→ **EXERCICE**
Recopiez fidèlement le passage de l'entretien qui va de « L’année suivante 2017-2018, il » jusqu'à « avec cette thématique. ».

→ **TEXTE À LIRE**
↓
L’année suivante 2017-2018, il y a eu la loi ORE de sélection à l’Université, avec la mise en place de Parcoursup. J’étais toujours dans le groupe des Jeunes insoumis. J’ai pris la co-animation du groupe en avril, je crois. Je me suis progressivement de plus en plus investi dans le militantisme local principalement. Et parallèlement à ça, nationalement avec le livret égalité femmes-hommes où j’ai été recruté, on va dire, par la co-animatrice de l’époque parce que je faisais une thèse sur l’égalité de genre en politique. Donc il y avait un lien direct avec cette thématique. 

Pour résumer, ce sont surtout les débats en 2017 autour de la présidentielle qui t’ont amené à plus t’engager. 

Clairement. C’est ce qui m’a mis le pied à l’étrier. Oui, oui. Après j’ai fait les européennes, j’ai fait les municipales à Tullins, les départementales, et les régionales, où j’étais candidat [NDLR : sur la liste de Cécile Cukierman].

Les municipales à Tullins, avec Amin Ben Ali.

Tout à fait. J’étais son directeur de campagne. C’est toujours un camarade très proche. 

Tu étais investi, comme on dit “chef de file” dans la 5ème circonscription de l’Isère pour La France Insoumise. Depuis quand c’était prévu comme ça ?

Je suis arrivé sur la 5ème circonscription depuis 2020. J’ai refait un groupe d’action, d’insoumis, pour militer pour la présidentielle, etc. Et on a eu une assemblée de circonscription en décembre 2021, pour choisir entre nous ce qu’on appelle les chefs de file. Un binôme paritaire. 

Ça fait bien 6 mois.

Localement j’étais investi par mes camarades qui étaient d’accord avec ma candidature au mois de décembre et le temps que le national valide tout, c’était au mois de janvier ou février.

Tout était déjà prévu, planifié. À ce moment-là, il n’y avait pas d’histoires de négociations nationales ?

Non, pas à ma connaissance. Il y avait des discussions, mais bien souvent c’était pour se renvoyer au calendrier d’après les présidentielles étant donné qu’on voyait que les présidentielles déterminent pour beaucoup le jeu des législatives.
↑
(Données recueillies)
↓
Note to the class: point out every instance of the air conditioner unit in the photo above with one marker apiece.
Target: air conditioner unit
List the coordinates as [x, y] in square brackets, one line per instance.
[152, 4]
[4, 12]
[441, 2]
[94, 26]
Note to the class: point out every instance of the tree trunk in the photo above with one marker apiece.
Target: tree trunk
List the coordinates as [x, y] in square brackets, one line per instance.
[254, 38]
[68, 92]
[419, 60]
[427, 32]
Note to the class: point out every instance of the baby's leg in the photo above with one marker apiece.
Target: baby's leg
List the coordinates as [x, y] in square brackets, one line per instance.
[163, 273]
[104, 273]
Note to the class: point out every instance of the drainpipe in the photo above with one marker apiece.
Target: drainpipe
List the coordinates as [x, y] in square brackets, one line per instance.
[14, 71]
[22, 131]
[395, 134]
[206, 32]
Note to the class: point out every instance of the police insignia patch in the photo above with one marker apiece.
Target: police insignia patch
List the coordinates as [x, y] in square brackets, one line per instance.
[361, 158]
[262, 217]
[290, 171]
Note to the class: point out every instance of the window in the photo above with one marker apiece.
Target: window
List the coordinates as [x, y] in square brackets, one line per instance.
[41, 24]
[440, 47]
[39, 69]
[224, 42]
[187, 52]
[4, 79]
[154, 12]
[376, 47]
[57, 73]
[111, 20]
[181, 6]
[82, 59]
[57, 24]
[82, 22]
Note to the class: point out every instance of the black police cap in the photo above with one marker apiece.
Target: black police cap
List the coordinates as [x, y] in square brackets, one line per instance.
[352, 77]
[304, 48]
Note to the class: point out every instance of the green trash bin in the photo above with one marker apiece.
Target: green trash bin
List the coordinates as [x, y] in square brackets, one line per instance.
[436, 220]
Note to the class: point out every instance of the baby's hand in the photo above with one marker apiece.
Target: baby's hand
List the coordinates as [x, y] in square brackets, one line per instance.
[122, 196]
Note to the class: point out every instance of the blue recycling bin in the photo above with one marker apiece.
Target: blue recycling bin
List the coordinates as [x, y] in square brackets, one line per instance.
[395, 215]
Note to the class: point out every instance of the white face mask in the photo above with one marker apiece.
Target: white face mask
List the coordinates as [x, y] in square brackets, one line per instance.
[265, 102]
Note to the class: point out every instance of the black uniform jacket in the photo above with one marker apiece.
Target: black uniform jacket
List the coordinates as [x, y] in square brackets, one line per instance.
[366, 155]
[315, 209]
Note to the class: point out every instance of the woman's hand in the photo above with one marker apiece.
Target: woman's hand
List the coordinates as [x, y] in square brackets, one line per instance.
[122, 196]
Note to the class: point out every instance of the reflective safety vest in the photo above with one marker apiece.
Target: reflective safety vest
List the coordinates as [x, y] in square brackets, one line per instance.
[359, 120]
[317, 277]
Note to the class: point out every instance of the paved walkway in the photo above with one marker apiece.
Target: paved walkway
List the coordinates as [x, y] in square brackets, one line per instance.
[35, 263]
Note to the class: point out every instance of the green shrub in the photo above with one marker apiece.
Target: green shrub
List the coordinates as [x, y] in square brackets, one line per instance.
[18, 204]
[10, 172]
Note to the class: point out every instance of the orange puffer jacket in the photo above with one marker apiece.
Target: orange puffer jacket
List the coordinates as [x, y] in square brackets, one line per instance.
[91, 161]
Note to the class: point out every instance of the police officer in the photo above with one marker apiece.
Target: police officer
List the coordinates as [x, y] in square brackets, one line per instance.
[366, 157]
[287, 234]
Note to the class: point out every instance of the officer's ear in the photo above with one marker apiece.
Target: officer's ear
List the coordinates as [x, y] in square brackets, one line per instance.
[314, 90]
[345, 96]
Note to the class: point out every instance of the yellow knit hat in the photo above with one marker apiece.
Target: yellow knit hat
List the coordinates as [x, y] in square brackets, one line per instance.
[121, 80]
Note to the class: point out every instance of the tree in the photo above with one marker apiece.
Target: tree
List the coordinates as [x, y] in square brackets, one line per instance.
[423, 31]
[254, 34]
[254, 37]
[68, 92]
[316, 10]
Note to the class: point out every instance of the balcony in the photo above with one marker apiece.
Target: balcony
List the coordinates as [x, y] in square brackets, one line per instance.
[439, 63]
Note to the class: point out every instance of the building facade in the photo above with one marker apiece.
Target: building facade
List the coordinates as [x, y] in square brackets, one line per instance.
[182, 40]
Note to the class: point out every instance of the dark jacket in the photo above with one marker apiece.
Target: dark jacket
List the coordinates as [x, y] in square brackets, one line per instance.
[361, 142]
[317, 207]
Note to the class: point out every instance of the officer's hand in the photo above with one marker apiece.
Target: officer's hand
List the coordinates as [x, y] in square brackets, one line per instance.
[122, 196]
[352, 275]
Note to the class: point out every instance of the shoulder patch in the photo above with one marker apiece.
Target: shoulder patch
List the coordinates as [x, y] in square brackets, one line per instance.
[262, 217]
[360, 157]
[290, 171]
↑
→ **CORRIGÉ**
L’année suivante 2017-2018, il y a eu la loi ORE de sélection à l’Université, avec la mise en place de Parcoursup. J’étais toujours dans le groupe des Jeunes insoumis. J’ai pris la co-animation du groupe en avril, je crois. Je me suis progressivement de plus en plus investi dans le militantisme local principalement. Et parallèlement à ça, nationalement avec le livret égalité femmes-hommes où j’ai été recruté, on va dire, par la co-animatrice de l’époque parce que je faisais une thèse sur l’égalité de genre en politique. Donc il y avait un lien direct avec cette thématique.